» **Data provided**

* * *

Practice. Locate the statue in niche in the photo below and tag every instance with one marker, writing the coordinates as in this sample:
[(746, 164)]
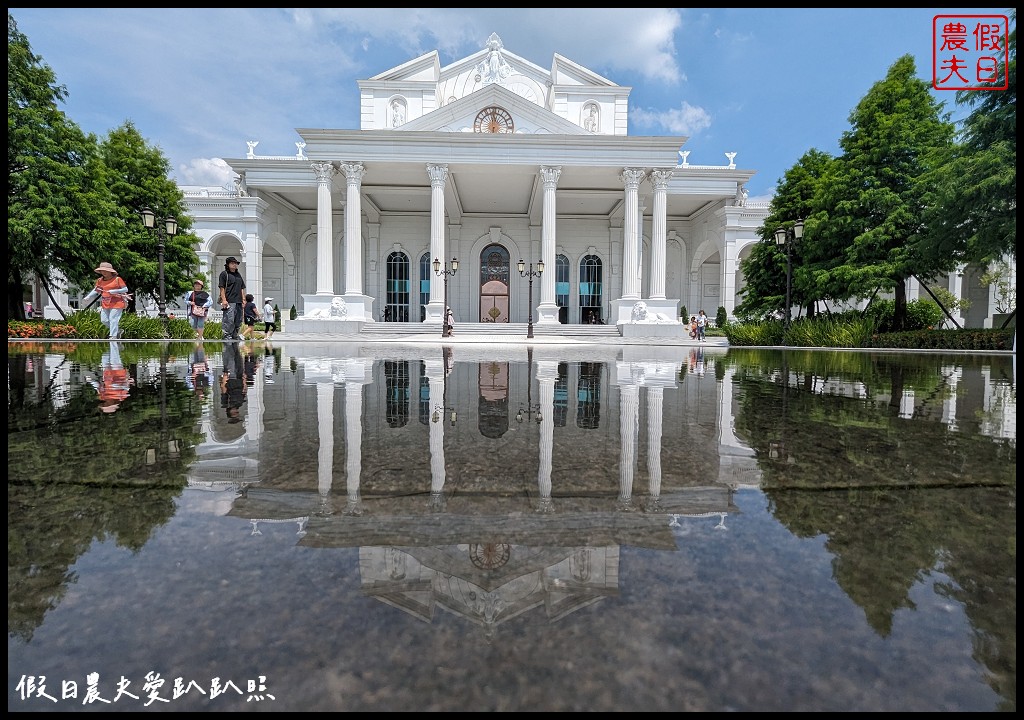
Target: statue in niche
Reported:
[(495, 68), (338, 310), (741, 195)]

* * *

» **Goal**
Copy out the data above word for word, leaving out the picture.

» **Answer to the task**
Practice. Locate the statue in niche in the photo below and tag every instance with one marker, writing the coordinates as in this sample:
[(746, 164)]
Target: statue in niche
Reported:
[(495, 68), (338, 310), (741, 195)]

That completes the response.